YOUR ASSIGNMENT » Reproduce every one of the entries below line for line, with no changes at all.

DATA FOR THIS TASK »
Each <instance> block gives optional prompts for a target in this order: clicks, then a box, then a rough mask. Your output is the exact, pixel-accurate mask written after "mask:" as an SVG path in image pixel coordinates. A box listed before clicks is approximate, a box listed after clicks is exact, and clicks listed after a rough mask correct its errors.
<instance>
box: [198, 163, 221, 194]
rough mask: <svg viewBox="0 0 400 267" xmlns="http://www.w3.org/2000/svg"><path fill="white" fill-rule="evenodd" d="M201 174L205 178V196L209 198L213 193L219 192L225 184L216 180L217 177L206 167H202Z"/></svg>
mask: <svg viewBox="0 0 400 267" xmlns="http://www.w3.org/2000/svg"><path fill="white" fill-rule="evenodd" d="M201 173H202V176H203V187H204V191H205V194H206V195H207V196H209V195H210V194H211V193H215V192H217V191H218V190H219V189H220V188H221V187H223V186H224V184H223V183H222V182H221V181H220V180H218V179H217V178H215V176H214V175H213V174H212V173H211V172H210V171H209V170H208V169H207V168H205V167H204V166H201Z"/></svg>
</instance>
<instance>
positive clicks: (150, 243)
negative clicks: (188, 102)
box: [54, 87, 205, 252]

ANSWER SPACE »
Each <instance> block gives optional prompts for a target in this order: clicks, then a box, then a rough mask. Your output is the exact, pixel-accurate mask written after "mask:" as an SVG path in image pixel coordinates. A box listed before clicks is approximate, a box listed after clicks is exact, and clicks listed after a rough mask correct its errors.
<instance>
box: [198, 163, 221, 194]
rough mask: <svg viewBox="0 0 400 267" xmlns="http://www.w3.org/2000/svg"><path fill="white" fill-rule="evenodd" d="M201 174L205 178V196L209 198L213 193L219 192L225 184L216 180L217 177L206 167H202Z"/></svg>
mask: <svg viewBox="0 0 400 267" xmlns="http://www.w3.org/2000/svg"><path fill="white" fill-rule="evenodd" d="M201 173H202V176H203V187H204V191H205V194H206V195H207V196H209V195H210V194H211V193H215V192H217V191H218V190H219V189H220V188H221V187H223V186H224V184H223V183H222V182H221V181H220V180H218V179H217V178H215V176H214V175H213V174H212V173H211V172H210V171H209V170H208V169H207V168H205V167H204V166H201Z"/></svg>
</instance>
<instance>
positive clicks: (150, 243)
negative clicks: (188, 102)
box: [54, 87, 205, 252]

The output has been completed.